Object position labeling entries:
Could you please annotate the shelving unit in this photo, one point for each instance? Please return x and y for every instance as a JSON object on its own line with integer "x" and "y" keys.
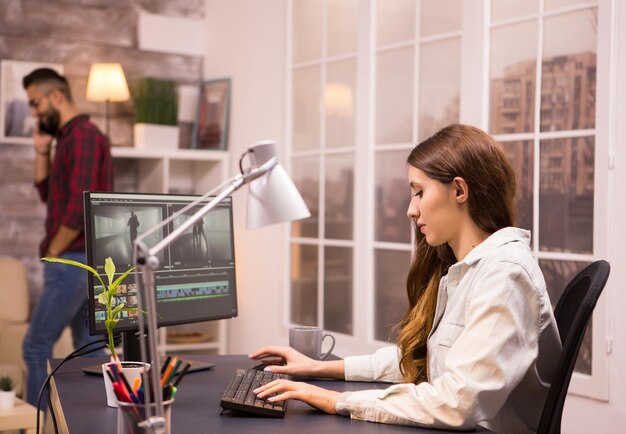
{"x": 181, "y": 171}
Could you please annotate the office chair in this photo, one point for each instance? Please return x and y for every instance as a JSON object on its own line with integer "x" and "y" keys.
{"x": 572, "y": 313}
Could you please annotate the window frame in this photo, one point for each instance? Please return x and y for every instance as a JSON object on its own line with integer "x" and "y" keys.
{"x": 473, "y": 109}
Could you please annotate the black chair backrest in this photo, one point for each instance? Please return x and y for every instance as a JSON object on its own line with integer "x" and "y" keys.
{"x": 572, "y": 313}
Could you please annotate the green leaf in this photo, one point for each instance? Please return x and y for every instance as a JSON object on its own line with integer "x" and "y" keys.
{"x": 109, "y": 269}
{"x": 115, "y": 284}
{"x": 110, "y": 324}
{"x": 75, "y": 264}
{"x": 102, "y": 298}
{"x": 118, "y": 309}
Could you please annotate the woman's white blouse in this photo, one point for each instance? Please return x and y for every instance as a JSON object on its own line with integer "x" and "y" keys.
{"x": 492, "y": 351}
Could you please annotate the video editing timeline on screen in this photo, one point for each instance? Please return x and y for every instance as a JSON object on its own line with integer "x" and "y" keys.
{"x": 196, "y": 280}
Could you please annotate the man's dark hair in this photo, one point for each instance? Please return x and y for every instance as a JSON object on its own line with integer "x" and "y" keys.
{"x": 49, "y": 77}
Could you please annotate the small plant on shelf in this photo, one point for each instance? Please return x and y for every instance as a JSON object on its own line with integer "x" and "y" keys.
{"x": 6, "y": 383}
{"x": 155, "y": 101}
{"x": 106, "y": 297}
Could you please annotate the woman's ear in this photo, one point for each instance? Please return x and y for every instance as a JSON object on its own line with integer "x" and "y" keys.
{"x": 461, "y": 189}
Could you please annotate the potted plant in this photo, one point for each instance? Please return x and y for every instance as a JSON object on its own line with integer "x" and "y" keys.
{"x": 7, "y": 392}
{"x": 114, "y": 310}
{"x": 107, "y": 296}
{"x": 156, "y": 113}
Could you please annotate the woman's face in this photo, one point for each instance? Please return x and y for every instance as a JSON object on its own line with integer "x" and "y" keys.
{"x": 434, "y": 207}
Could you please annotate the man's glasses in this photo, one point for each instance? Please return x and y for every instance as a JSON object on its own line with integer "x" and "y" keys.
{"x": 34, "y": 103}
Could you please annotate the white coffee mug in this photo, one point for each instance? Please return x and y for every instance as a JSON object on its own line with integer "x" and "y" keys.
{"x": 308, "y": 341}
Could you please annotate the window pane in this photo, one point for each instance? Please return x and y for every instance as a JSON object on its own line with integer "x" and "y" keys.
{"x": 520, "y": 155}
{"x": 554, "y": 4}
{"x": 342, "y": 26}
{"x": 568, "y": 78}
{"x": 558, "y": 274}
{"x": 440, "y": 16}
{"x": 307, "y": 30}
{"x": 304, "y": 262}
{"x": 339, "y": 196}
{"x": 566, "y": 195}
{"x": 306, "y": 108}
{"x": 338, "y": 289}
{"x": 339, "y": 98}
{"x": 394, "y": 96}
{"x": 392, "y": 196}
{"x": 513, "y": 61}
{"x": 391, "y": 300}
{"x": 305, "y": 173}
{"x": 395, "y": 21}
{"x": 440, "y": 85}
{"x": 504, "y": 9}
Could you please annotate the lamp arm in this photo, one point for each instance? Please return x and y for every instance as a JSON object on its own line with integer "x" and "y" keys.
{"x": 204, "y": 197}
{"x": 146, "y": 261}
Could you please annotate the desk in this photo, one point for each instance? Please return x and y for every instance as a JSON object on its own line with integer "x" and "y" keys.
{"x": 80, "y": 404}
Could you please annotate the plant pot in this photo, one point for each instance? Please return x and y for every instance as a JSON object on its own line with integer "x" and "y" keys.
{"x": 152, "y": 136}
{"x": 7, "y": 399}
{"x": 132, "y": 370}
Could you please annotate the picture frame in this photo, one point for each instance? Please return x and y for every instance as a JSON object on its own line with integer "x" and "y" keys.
{"x": 210, "y": 129}
{"x": 16, "y": 122}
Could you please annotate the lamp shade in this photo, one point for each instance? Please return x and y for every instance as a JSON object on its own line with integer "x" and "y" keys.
{"x": 274, "y": 198}
{"x": 107, "y": 83}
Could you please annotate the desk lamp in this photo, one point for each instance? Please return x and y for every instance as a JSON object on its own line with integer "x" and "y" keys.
{"x": 272, "y": 198}
{"x": 107, "y": 83}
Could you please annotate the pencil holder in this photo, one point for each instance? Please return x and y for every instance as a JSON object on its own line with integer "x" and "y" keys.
{"x": 130, "y": 417}
{"x": 132, "y": 370}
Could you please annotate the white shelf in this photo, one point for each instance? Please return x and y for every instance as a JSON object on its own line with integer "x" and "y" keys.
{"x": 174, "y": 154}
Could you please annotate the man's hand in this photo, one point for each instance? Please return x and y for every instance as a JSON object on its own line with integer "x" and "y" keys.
{"x": 43, "y": 142}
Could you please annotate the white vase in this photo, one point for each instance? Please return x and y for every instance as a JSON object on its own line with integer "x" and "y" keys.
{"x": 7, "y": 399}
{"x": 132, "y": 370}
{"x": 152, "y": 136}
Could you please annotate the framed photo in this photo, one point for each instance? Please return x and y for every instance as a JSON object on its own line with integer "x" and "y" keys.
{"x": 16, "y": 123}
{"x": 210, "y": 130}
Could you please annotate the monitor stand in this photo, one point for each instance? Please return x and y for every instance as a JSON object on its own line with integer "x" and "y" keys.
{"x": 132, "y": 352}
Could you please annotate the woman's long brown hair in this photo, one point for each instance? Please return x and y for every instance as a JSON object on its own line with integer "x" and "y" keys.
{"x": 467, "y": 152}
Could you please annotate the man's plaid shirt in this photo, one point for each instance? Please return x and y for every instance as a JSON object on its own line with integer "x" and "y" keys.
{"x": 82, "y": 162}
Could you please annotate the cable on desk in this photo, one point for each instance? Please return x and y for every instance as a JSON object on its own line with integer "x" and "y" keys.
{"x": 46, "y": 385}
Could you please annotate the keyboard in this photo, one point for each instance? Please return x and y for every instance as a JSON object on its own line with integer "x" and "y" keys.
{"x": 239, "y": 394}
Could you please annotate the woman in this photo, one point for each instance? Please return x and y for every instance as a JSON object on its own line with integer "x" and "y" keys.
{"x": 478, "y": 344}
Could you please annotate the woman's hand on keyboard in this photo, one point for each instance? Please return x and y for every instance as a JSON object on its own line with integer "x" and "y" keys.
{"x": 317, "y": 397}
{"x": 285, "y": 360}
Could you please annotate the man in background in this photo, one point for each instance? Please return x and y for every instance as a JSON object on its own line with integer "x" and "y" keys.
{"x": 81, "y": 161}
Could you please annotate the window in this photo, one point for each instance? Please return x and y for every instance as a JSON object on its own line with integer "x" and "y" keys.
{"x": 552, "y": 144}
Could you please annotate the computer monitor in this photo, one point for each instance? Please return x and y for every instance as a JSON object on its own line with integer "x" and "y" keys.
{"x": 196, "y": 279}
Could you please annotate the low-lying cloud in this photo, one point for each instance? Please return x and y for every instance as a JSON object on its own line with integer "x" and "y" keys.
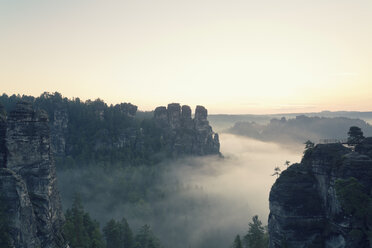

▶ What you need to do
Reproduce the full listing with every occurrence of "in this photo" changed to "in this image", leaving all other text as it is. Omit the pictures from your output.

▶ Answer to the problem
Could you please annotate the shelving unit in this image, one point for each instance? Please return x and y for every instance as a JSON object on its own line with integer "x" and "y" keys.
{"x": 181, "y": 171}
Could you please annotate the office chair in this image, one point for each instance? Please return x and y for every instance as a JSON object on its own line with integer "x" and "y" keys.
{"x": 572, "y": 313}
Could you please annotate the window frame in this image, one point for each instance? Please return x and y for every instance as a JSON object on its own line with integer "x" and "y" keys.
{"x": 473, "y": 109}
Could you please annotate the black chair backrest in this image, one point for each instance? Please return x and y for every instance as a JSON object on its own line with integer "x" and "y" keys.
{"x": 572, "y": 313}
Could you please annotate the green leaf in this image, one point for each instance? Please return x and y for every instance as a JSON object on its own line with integer "x" and "y" keys.
{"x": 109, "y": 269}
{"x": 115, "y": 284}
{"x": 110, "y": 324}
{"x": 75, "y": 264}
{"x": 102, "y": 298}
{"x": 118, "y": 309}
Could you please annotate the woman's white blouse in this image, one point for each instance? Please return x and y for every instance as a JSON object on its own line with integer "x" and "y" keys.
{"x": 492, "y": 351}
Could you please annotate the video editing timeline on screen in this image, one point for each instance? Please return x and y for every instance as a JSON object on its own line with integer "x" and "y" keys.
{"x": 196, "y": 280}
Could you please annotate the man's dark hair in this image, one point for each instance? Please return x and y for every instance as a JSON object on its own line with integer "x" and "y" keys.
{"x": 49, "y": 77}
Could you please annotate the small plant on shelf in this image, one point for each instance? Please return x and y for every instance as a JSON object on its own line with integer "x" and "y" keys.
{"x": 6, "y": 383}
{"x": 155, "y": 101}
{"x": 106, "y": 297}
Could you please annotate the woman's ear in this image, one point for each instance? Please return x and y for every instance as a JSON object on its own line with integer "x" and "y" keys.
{"x": 461, "y": 189}
Could you please annotate the potted plant in this image, one point for each instance? Please return x and y for every instance as a JSON object on its own line with integer "x" and "y" keys.
{"x": 7, "y": 392}
{"x": 114, "y": 310}
{"x": 107, "y": 296}
{"x": 156, "y": 113}
Could you please annotate the woman's face in this image, one point for each instance? Please return x and y for every instance as a JSON object on its own line with integer "x" and "y" keys.
{"x": 434, "y": 207}
Could you please annotate the man's glasses in this image, one point for each instance? Please return x and y for every instance as a JSON object on its own line with integer "x" and "y" keys.
{"x": 34, "y": 103}
Could you please annotate the white coffee mug in this image, one point for each instance? Please return x and y for every instance as a JSON object on its own line with integer "x" and "y" keys.
{"x": 308, "y": 341}
Could you please annotate the window pane in this image, one point for each instance? Please return x and y for every instance as a JSON object on its own line with integer "x" and "y" keys.
{"x": 520, "y": 155}
{"x": 554, "y": 4}
{"x": 342, "y": 26}
{"x": 568, "y": 78}
{"x": 558, "y": 274}
{"x": 440, "y": 16}
{"x": 307, "y": 30}
{"x": 304, "y": 262}
{"x": 339, "y": 196}
{"x": 566, "y": 195}
{"x": 306, "y": 108}
{"x": 338, "y": 289}
{"x": 339, "y": 98}
{"x": 394, "y": 96}
{"x": 392, "y": 196}
{"x": 513, "y": 61}
{"x": 391, "y": 300}
{"x": 305, "y": 173}
{"x": 395, "y": 21}
{"x": 440, "y": 85}
{"x": 504, "y": 9}
Could you please annotate the lamp arm in this image, one point for each instance? Please return x and y for every instance as a JSON object on its own line with integer "x" and "y" keys.
{"x": 204, "y": 197}
{"x": 146, "y": 261}
Could you please annotate the desk in this image, one point for each instance? Please return x and y for every instance as a JSON object on its own line with integer "x" and "y" keys.
{"x": 80, "y": 404}
Could you please annotate the plant pot in this image, one point for each instance? Please return x and y for every instance as a JSON object on its own line with integer "x" and "y" keys.
{"x": 152, "y": 136}
{"x": 7, "y": 399}
{"x": 132, "y": 370}
Could you please annotate the picture frame in this image, one point for each instance? Please return x and y for every instance as a JSON object on its own line with integer "x" and "y" keys.
{"x": 210, "y": 129}
{"x": 16, "y": 122}
Could you please annotate the lamp shade in this image, one point for each instance? Please return x and y for every instance as a JSON object on its own line with integer "x" and "y" keys.
{"x": 274, "y": 198}
{"x": 107, "y": 83}
Could you please annotate the desk lamp in this image, one point for each instance? Please return x and y for every instance as a JSON object on its own line with integer "x" and "y" keys.
{"x": 272, "y": 198}
{"x": 107, "y": 83}
Could you please annotate the pencil holder in this image, one point for each instance? Please return x and y for every instance as a JSON object on its own line with integer "x" and "y" keys.
{"x": 130, "y": 417}
{"x": 132, "y": 370}
Could you please annotate the white shelf in this image, one point for each instance? Please return x and y for every instance as a JSON object on its own line with integer "x" and "y" keys.
{"x": 174, "y": 154}
Could you please annotate the man's hand in this image, one point for each instance? Please return x and y for every instance as a JSON object on its own line with integer "x" and "y" keys.
{"x": 43, "y": 142}
Could you please annotate the white vase in this image, one point for each instance? Please return x and y for every instance as a JSON object on its own line with integer "x" and "y" keys.
{"x": 7, "y": 399}
{"x": 132, "y": 370}
{"x": 152, "y": 136}
Could you please annotate the framed photo in this image, one point for each instance? Please return x and y for every instance as a JSON object on its own line with integer "x" and "y" keys.
{"x": 16, "y": 123}
{"x": 210, "y": 130}
Could you please annotate the monitor stand in this image, one point for each instance? Please return x and y for every instance as a JSON object on its own line with integer "x" and "y" keys.
{"x": 132, "y": 352}
Could you please annotate the woman's long brown hair in this image, one point for each instance? Please return x and y for every instance as a JSON object on its own line with integer "x" and "y" keys.
{"x": 467, "y": 152}
Could you please annotate the man's plaid shirt in this image, one point for each instance? Please return x and y for every instance as a JSON object on its own line with integer "x" and "y" keys.
{"x": 82, "y": 162}
Could you please annotate the cable on desk in this image, one point for each instance? Please return x and y for every instance as a JSON object on its own line with integer "x" and "y" keys.
{"x": 46, "y": 385}
Could you please annotate the keyboard in this image, one point for each instance? Please return x and y for every instance as a JSON object on its own line with integer "x" and "y" keys.
{"x": 239, "y": 394}
Could you please annotate the woman in this image, one point for each instance? Please return x and y for every instance as a JSON object on its own line with integer "x" and "y" keys.
{"x": 478, "y": 344}
Could you please annotate the woman's hand on keyboard in this image, one point for each instance? Please return x and y for every instance as a JSON object on its own line with integer "x" and "y" keys.
{"x": 317, "y": 397}
{"x": 285, "y": 360}
Could you please annotate the man in background in this image, one point for each instance? Please return x and y for every instance as a JSON object on its own line with integer "x" and "y" keys.
{"x": 81, "y": 161}
Could you please annotate the window in this image, one point for each instance? Please return x and y for every instance as a JSON object on its own line with integer "x" and "y" keys.
{"x": 552, "y": 144}
Could you please annotate the computer monitor in this image, one point for each instance? Please return x and y for every instance as a JSON object on its own line with integer "x" and "y" keys.
{"x": 196, "y": 279}
Could you please annotate the low-lying cloud in this image, one point for each instance? Please return x and y for every instance as a JSON object on its own line with integer "x" and "y" keys.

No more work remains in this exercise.